▸ **Work required**
Look for the line containing "rear tire, one" in the listing below. Retype that line and every subsequent line through the last one, and only those.

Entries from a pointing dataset
*****

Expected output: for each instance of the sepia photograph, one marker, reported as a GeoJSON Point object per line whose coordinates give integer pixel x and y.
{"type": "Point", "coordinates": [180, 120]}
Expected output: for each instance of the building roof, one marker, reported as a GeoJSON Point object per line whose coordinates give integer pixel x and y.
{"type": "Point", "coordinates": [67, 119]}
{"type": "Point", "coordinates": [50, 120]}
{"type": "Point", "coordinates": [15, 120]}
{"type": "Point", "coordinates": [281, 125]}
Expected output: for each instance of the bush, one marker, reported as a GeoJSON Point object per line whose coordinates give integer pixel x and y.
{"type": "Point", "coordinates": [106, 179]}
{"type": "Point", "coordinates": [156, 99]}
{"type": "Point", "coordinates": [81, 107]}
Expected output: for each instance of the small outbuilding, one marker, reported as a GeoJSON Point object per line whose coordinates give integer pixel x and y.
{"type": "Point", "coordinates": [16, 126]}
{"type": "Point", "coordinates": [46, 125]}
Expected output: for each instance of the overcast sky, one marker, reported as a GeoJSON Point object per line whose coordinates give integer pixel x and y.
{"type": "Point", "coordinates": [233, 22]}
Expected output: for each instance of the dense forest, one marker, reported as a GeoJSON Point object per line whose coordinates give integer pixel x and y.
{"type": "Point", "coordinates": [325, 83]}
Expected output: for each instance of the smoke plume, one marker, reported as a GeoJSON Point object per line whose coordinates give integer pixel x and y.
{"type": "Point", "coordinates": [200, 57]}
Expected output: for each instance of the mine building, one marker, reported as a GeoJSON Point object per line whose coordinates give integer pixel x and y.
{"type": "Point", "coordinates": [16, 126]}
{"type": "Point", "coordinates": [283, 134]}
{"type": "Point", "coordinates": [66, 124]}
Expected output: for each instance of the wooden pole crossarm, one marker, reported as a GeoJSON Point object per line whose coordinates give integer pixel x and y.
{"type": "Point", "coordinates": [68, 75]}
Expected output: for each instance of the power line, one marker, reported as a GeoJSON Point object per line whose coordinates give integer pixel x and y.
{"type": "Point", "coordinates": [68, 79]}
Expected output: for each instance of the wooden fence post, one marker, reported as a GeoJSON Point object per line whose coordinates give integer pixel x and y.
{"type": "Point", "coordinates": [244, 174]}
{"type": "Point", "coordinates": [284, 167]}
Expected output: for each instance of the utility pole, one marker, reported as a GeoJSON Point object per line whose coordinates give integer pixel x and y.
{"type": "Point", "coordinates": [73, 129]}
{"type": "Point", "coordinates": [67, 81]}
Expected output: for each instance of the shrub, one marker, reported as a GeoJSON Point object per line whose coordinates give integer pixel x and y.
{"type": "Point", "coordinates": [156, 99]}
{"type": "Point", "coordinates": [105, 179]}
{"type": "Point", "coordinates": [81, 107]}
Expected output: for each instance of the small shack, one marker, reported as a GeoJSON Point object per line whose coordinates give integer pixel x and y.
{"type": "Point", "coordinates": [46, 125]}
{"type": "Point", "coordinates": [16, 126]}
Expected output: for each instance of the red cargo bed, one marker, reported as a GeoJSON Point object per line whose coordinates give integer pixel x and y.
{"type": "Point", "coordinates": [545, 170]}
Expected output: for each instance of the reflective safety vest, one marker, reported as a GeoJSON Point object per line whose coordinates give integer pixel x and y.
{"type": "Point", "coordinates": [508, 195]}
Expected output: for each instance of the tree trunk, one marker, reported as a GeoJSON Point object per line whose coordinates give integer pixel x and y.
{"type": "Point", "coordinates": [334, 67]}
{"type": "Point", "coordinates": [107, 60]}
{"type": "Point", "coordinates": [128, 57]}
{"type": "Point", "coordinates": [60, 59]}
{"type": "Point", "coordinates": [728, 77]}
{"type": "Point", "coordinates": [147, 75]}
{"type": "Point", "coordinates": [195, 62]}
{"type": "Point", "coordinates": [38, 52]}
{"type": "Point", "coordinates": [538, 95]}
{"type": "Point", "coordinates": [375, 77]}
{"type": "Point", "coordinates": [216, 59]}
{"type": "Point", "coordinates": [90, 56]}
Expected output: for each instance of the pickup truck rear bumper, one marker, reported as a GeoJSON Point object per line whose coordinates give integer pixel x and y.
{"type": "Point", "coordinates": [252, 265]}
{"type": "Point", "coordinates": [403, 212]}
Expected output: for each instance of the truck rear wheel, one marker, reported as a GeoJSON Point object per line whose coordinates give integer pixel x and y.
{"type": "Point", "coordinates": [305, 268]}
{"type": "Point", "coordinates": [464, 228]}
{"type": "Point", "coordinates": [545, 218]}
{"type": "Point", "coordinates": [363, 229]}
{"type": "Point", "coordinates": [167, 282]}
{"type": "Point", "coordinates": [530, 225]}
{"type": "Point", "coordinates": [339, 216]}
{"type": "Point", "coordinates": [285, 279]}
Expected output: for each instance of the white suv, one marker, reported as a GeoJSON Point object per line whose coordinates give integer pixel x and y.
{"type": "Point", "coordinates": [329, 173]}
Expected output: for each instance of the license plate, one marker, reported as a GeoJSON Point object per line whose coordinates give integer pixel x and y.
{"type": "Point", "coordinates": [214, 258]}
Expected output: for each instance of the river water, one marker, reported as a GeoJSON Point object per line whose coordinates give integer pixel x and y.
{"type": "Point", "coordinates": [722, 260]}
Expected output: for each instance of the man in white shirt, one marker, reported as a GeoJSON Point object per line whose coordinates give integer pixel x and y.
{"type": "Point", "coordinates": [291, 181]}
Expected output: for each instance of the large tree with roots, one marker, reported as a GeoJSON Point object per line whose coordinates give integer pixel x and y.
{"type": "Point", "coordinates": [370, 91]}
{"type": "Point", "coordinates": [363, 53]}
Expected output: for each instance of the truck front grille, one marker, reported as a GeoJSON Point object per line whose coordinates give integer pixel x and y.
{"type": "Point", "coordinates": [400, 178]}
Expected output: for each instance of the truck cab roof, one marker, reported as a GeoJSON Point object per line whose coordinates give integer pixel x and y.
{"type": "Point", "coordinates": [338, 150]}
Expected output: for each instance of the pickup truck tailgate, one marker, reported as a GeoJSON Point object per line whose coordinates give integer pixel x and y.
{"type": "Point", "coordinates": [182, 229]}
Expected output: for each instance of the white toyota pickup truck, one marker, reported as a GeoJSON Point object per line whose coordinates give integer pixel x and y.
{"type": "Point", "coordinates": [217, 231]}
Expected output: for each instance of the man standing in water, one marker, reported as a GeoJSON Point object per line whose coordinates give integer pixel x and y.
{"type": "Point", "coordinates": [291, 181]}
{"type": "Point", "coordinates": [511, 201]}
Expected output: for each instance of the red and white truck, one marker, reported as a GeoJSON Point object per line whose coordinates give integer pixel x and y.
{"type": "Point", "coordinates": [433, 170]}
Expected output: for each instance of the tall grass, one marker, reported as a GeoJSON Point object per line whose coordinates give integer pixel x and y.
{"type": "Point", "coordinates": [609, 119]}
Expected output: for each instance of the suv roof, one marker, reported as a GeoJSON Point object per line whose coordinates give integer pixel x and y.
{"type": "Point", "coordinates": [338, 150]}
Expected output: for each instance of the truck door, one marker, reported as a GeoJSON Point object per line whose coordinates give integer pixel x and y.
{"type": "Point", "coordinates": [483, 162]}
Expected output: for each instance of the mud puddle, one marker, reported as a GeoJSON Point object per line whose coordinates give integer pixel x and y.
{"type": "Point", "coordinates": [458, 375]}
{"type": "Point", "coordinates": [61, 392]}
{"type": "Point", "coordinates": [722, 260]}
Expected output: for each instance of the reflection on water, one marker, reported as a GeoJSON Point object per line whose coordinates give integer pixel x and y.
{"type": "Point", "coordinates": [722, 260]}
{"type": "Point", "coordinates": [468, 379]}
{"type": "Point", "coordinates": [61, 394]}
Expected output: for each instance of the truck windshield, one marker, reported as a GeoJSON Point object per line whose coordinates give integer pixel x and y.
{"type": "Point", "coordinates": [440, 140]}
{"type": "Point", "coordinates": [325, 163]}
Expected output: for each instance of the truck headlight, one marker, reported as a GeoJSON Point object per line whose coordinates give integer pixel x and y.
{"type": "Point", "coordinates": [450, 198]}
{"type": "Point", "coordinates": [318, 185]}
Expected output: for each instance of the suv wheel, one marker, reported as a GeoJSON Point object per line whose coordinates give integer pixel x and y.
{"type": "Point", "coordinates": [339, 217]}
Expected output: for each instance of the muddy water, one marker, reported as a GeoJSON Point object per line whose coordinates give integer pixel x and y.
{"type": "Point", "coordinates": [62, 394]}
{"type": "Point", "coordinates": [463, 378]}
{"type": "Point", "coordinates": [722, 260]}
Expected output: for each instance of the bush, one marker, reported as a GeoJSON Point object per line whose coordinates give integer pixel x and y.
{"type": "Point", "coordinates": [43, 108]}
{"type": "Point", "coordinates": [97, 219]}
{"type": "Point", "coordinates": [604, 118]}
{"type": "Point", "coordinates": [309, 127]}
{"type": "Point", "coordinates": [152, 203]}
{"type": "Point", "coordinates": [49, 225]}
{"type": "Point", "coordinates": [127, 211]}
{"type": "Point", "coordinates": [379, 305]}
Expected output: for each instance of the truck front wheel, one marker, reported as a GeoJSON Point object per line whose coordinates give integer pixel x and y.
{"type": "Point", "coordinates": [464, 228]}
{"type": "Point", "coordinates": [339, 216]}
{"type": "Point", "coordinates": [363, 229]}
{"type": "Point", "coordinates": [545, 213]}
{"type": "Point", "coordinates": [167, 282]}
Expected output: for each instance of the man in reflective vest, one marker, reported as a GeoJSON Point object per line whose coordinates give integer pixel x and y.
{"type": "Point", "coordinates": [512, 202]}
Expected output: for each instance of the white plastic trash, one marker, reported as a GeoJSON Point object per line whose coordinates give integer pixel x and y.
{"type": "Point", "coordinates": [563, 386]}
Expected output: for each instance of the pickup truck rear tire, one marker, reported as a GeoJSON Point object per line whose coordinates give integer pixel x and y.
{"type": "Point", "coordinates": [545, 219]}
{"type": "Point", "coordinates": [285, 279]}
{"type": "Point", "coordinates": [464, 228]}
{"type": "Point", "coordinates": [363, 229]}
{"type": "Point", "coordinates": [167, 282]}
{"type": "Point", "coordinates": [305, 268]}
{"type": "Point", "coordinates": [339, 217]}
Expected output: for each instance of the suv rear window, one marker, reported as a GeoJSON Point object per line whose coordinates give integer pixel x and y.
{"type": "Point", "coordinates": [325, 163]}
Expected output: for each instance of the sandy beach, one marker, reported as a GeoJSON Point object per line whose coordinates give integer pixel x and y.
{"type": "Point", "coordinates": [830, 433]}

*****

▸ **Written solution**
Expected output: for each instance of the pickup truck rear tire, one marker, reported as a GeoJSON Point object per line whose coordinates give integer pixel x and y.
{"type": "Point", "coordinates": [545, 219]}
{"type": "Point", "coordinates": [285, 279]}
{"type": "Point", "coordinates": [464, 228]}
{"type": "Point", "coordinates": [363, 229]}
{"type": "Point", "coordinates": [167, 282]}
{"type": "Point", "coordinates": [305, 268]}
{"type": "Point", "coordinates": [339, 217]}
Expected output: for each instance of the suv rear window, one marker, reported as a GeoJSON Point object per line whose coordinates give integer pixel x and y.
{"type": "Point", "coordinates": [325, 163]}
Expected output: for each instance of the sandy beach, one marker, reported as a GeoJSON Point object per line whose coordinates give integer pixel x and y.
{"type": "Point", "coordinates": [830, 433]}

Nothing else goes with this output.